Gather each line in the entries that includes the string "daisy".

--*--

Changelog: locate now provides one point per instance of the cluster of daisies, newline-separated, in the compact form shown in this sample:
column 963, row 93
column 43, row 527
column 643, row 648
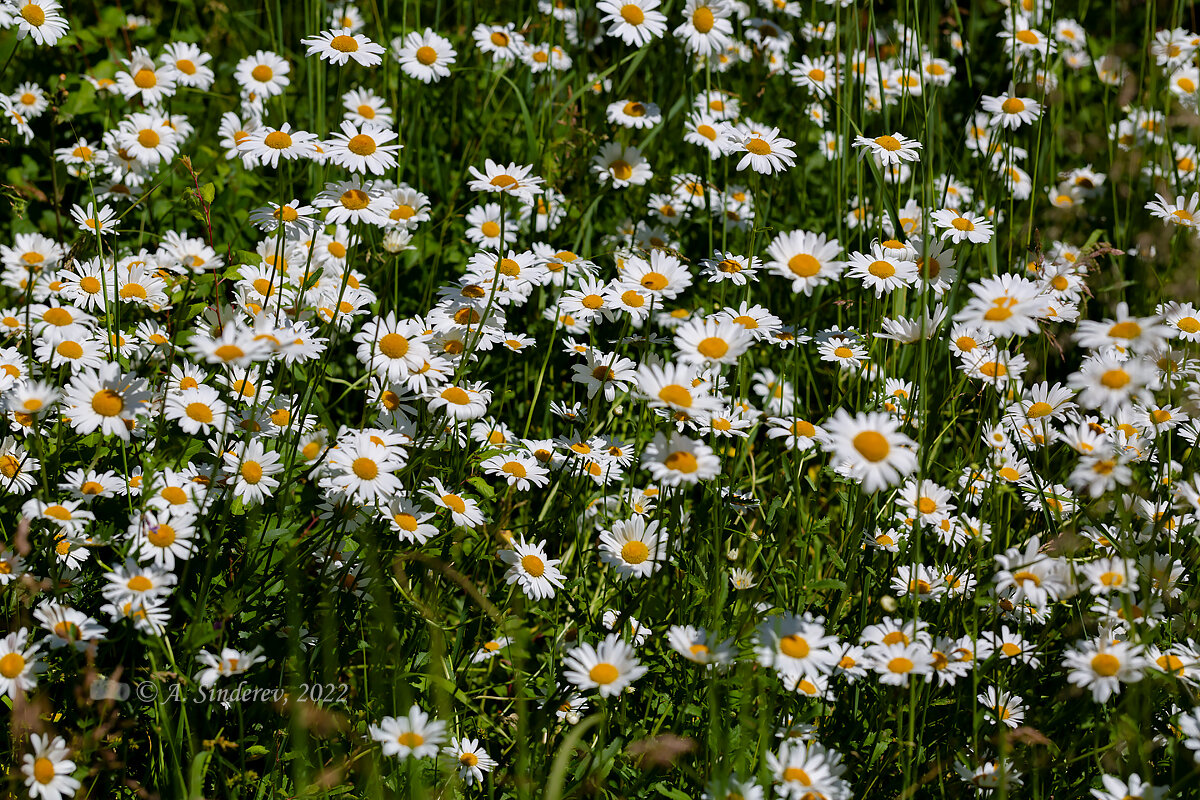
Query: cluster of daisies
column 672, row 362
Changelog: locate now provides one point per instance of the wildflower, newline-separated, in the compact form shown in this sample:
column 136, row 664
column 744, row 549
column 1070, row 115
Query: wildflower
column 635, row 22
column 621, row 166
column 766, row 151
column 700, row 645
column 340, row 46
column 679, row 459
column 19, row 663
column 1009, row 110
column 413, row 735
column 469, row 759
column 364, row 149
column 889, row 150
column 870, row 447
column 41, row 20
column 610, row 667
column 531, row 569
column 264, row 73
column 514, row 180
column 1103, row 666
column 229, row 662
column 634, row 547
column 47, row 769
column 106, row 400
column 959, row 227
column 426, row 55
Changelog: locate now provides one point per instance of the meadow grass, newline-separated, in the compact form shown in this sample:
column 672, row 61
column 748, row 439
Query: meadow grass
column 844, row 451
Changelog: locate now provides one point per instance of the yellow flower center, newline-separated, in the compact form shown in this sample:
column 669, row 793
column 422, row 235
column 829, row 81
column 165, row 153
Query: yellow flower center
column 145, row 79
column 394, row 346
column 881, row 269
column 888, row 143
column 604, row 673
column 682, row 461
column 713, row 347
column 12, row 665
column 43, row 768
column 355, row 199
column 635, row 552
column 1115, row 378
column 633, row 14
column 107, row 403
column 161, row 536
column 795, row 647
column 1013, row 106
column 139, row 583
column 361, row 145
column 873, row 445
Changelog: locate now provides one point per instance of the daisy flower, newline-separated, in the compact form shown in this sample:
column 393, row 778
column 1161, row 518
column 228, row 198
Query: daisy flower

--*--

■ Expected answer ■
Changelog: locate now provides one point per instance of the daisy flower, newline-separated, in the compact form shown in this sample:
Query: daisy flower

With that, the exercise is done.